>> BEGIN

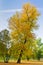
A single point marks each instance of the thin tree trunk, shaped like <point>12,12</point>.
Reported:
<point>20,56</point>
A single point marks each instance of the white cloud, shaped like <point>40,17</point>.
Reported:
<point>9,10</point>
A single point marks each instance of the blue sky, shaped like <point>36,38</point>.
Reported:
<point>9,7</point>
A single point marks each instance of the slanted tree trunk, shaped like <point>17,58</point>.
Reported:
<point>6,58</point>
<point>20,56</point>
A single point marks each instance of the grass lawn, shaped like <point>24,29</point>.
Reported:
<point>23,63</point>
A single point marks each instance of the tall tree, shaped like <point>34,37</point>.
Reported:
<point>22,25</point>
<point>4,44</point>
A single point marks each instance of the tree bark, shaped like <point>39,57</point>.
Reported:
<point>20,56</point>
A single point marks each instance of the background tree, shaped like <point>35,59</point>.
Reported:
<point>22,25</point>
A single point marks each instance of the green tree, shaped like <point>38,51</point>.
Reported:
<point>22,26</point>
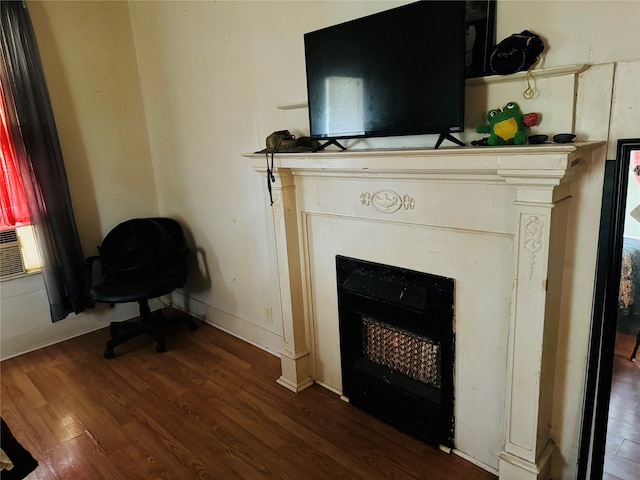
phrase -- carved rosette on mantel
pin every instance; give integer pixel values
(496, 220)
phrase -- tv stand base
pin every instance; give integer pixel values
(451, 138)
(331, 141)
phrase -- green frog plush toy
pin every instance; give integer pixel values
(506, 125)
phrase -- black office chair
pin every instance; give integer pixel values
(141, 259)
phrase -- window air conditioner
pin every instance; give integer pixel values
(11, 262)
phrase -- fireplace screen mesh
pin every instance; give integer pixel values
(413, 355)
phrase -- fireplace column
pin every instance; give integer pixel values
(295, 357)
(541, 209)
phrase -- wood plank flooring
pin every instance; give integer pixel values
(622, 455)
(207, 408)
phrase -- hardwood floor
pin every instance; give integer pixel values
(207, 408)
(622, 456)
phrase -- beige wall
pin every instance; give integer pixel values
(156, 102)
(90, 66)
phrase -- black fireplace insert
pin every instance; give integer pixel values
(397, 346)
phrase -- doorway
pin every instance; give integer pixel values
(612, 386)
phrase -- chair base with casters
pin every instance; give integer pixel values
(140, 259)
(150, 323)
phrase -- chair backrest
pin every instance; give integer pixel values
(141, 248)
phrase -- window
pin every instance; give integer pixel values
(18, 248)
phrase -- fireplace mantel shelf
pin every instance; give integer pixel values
(539, 160)
(498, 220)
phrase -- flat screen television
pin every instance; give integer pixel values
(398, 72)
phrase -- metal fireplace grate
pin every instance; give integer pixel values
(399, 350)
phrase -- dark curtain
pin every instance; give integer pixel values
(40, 159)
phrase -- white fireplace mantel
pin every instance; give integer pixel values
(496, 220)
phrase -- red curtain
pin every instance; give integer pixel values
(13, 200)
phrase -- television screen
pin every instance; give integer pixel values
(398, 72)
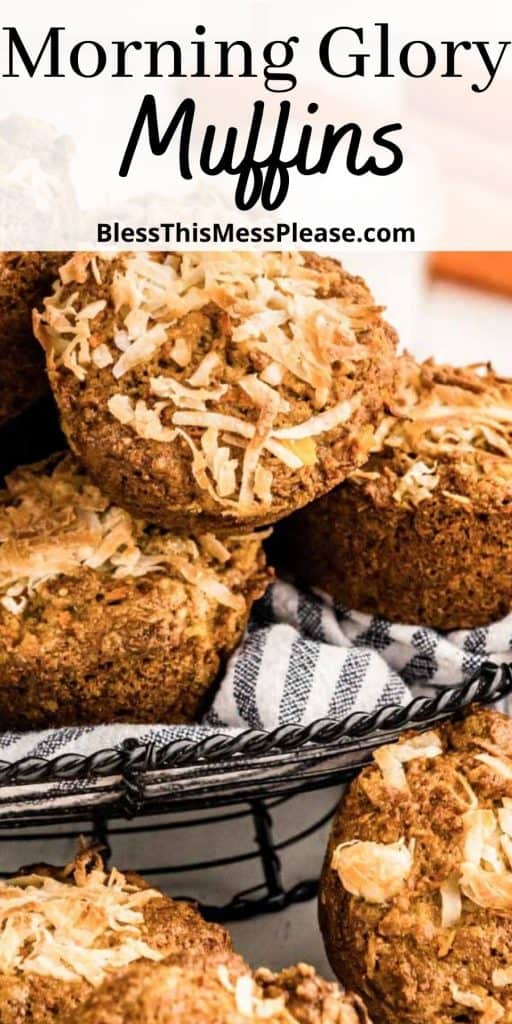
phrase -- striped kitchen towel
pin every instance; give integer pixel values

>> END

◆ The request: Write out all of the material above, word for word and line for line, leaving out the pictures.

◆ Response to this exercise:
A single point marks each instance of the thin tree trunk, shaped like <point>12,12</point>.
Reported:
<point>20,56</point>
A single point marks each instance of the white cloud, shaped like <point>40,17</point>.
Reported:
<point>9,10</point>
A single point marks each instance of the blue sky, shaped like <point>36,38</point>.
Reported:
<point>9,7</point>
A single point marks each instance of the slanted tree trunk, shaped like <point>17,58</point>.
Reported:
<point>6,58</point>
<point>20,56</point>
A single point marks each instance of the grass lawn, shaped like <point>24,29</point>.
Reported:
<point>23,63</point>
A single point marks each instance of the tall tree, shaped like <point>34,37</point>.
Reported:
<point>22,25</point>
<point>4,44</point>
A single point marks each instance of the tree bark, shaped like <point>39,57</point>.
Reported:
<point>20,56</point>
A single point marks each instance of the background tree, shaped like <point>35,59</point>.
Reported:
<point>22,25</point>
A single point marks each instance of the green tree, shaped like <point>38,51</point>.
Reported:
<point>22,26</point>
phrase -- carved rosette on mantel
pin every instance; give integer pixel values
(496, 220)
phrase -- tv stand base
pin every instance; give integer pixel values
(451, 138)
(331, 141)
phrase -- green frog plush toy
pin every instance; give integer pixel values
(506, 125)
phrase -- black office chair
pin every instance; give integer pixel values
(141, 259)
phrase -- window air conditioner
pin every instance; give integer pixel values
(11, 262)
phrase -- fireplace screen mesh
pin every instance; give integer pixel values
(413, 355)
phrase -- fireplace column
pin every instance; give integer pixel values
(295, 357)
(541, 209)
phrase -- wood plank flooring
pin every instance; give integer pixel values
(622, 455)
(207, 408)
phrase -- hardwood floor
pin every instance; give integer pixel values
(207, 408)
(622, 456)
phrase -- beige wall
pin every instance; give integer pixel values
(156, 102)
(90, 66)
phrase -- black fireplace insert
pin every instance; give integer pixel values
(397, 346)
phrase -- doorway
pin every instance; give integer pixel values
(612, 386)
phrase -- chair base with casters
pin every instance; give integer pixel values
(140, 259)
(150, 323)
phrase -- chair backrest
pin every instance; give integer pixel values
(141, 248)
phrase -- window
pin every instance; give integer pixel values
(18, 248)
phrase -- fireplace mantel shelf
pin every instance; give integer pixel values
(539, 160)
(498, 220)
phrase -- flat screen television
pin every instance; give integer pixel values
(398, 72)
phrase -- metal fireplace grate
pin every instance; give integer pixel values
(399, 350)
phrase -- dark curtain
pin every instance; give integer pixel values
(40, 159)
phrase -- white fireplace mantel
pin every instance; give integer pixel values
(496, 220)
phrase -- red curtain
pin every instance; give integer pixel values
(13, 200)
phrase -- television screen
pin every instance; give integer pixel values
(398, 72)
phrase -- striped kitchen towel
pin every instance; give integer pixel values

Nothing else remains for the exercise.